AUFGABE 1 ▸ Schreibe den Abschnitt aus dem Text über die Nachtbuben, der mit „Umtreiben tun sie“ beginnt und bis einschließlich „allem Schuld sind.“ reicht, erneut ab und tausche dabei „Kerle“ gegen „Burschen“ aus.
AUFGABE 2 ▸ Welche Nacht ist laut dem Text über die Nachtbuben mit der Walpurgisnacht gemeint?

TEXT ▸
Schweizerdeutsch für Fortgeschrittene (Teil 13) — Nachtbuben und Strolchenfahrten
Die Schweizer bleiben in der Regel in der Nacht daheim, wenn sie nicht „im Ausgang“ unterwegs sind. In der Nacht geht es gefährlich zu in der Schweiz, denn dann sind die „Nachtbuben“ unterwegs. Nein, es sind keine „Nackt-Buben“, dieser Lesefehler ist uns beim ersten Mal auch unterlaufen. Darunter könnten wir uns ja noch etwas vorstellen. Ein Exhibitionist wird das sein, ein „Sittenstrolch“, wie er in Deutschland genannt wird. Aber ein „Nachtbube“? Vielleicht ist das ein sehr junger „Nachtwächter“?
Unser Duden kennt viele zusammengesetzte Wörter mit „Nacht“, darunter die „Nachtarbeit“, den „Nachtangriff“, das „Nachtmahl“ oder „Nachtlicht“, auch den „Nachtisch“, den wir streng vom „Nachttisch“ zu unterscheiden wissen. Ersteres kann man essen und es ist lecker, weil ein Dessert, letzteres diente früher zur Aufbewahrung des schwäbischen „Potschamberles“ = Pot-de-chambre = „Nachtopf“ (im Norden sagten wir schlicht „Pisspot“ dazu)
Umtreiben tun sie sich in der Schweiz, diese „Nachtbuben“, denn so heissen hier die bösen Kerle, die nur Nachts unterwegs und grundsätzlich immer an allem Schuld sind.
Nachtbuben am Werk
Im letzten Juli waren wiederum Nachtbuben in der Umgebung des Wild Ma Horstes in Aktion. Neben Verwüstungen wurde auch die Materialkiste aufgebrochen und das sich darin befindliche Material zum Teil verbrannt oder in den Rhein geschmissen. (Quelle🙂
Nachtbuben gibt es schon sehr lange in der Schweiz, wie diese Geschichte aus Rüti b. Büren im Seeland belegt:
Kurz vor der Jahrhundertwende war in Rüti des öfteren eine Gruppe so genannter Nachtbuben unterwegs. (Quelle: )
In Deutschland, zumindest im südlichen Teil, haben sich ähnliche Bräuche zur Walpurgisnacht (= die Nacht zum 1. Mai) und zu Halloween (= Nacht vor dem Feiertag „Allerheiligen“) eingebürgert. Da werden dann in ländlichen Gegenden schon mal Gartentore ausgehängt und verschleppt, oder Briefkästen mit Toilettenpapier verstopft und es passieren andere Scherze mehr.

VORLIEGENDE ANGABEN ▸
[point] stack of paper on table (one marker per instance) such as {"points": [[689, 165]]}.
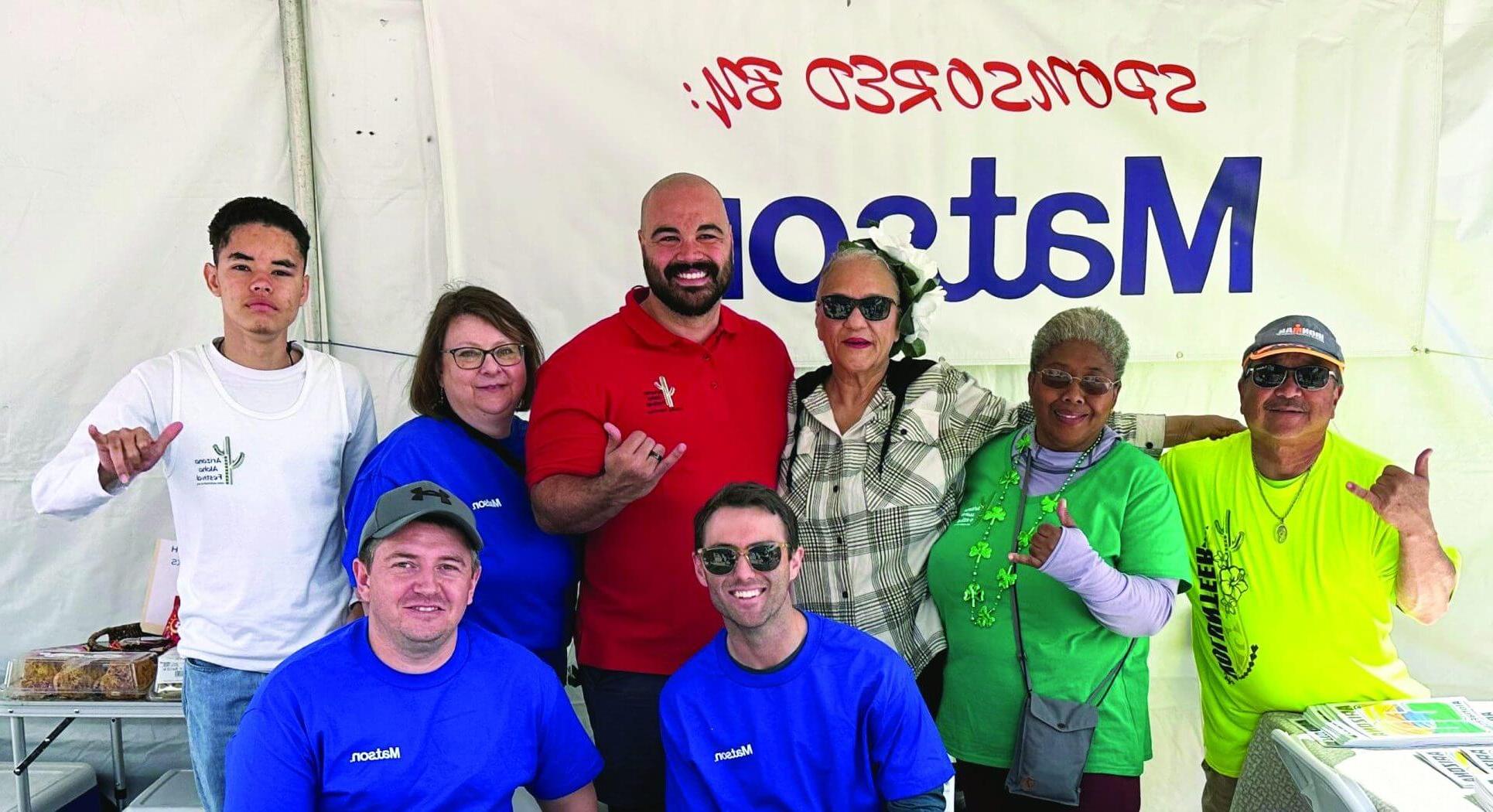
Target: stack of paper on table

LÖSUNG 1 ▸
Umtreiben tun sie sich in der Schweiz, diese „Nachtbuben“, denn so heissen hier die bösen Burschen, die nur Nachts unterwegs und grundsätzlich immer an allem Schuld sind.

LÖSUNG 2 ▸ Die Walpurgisnacht ist die Nacht zum 1. Mai.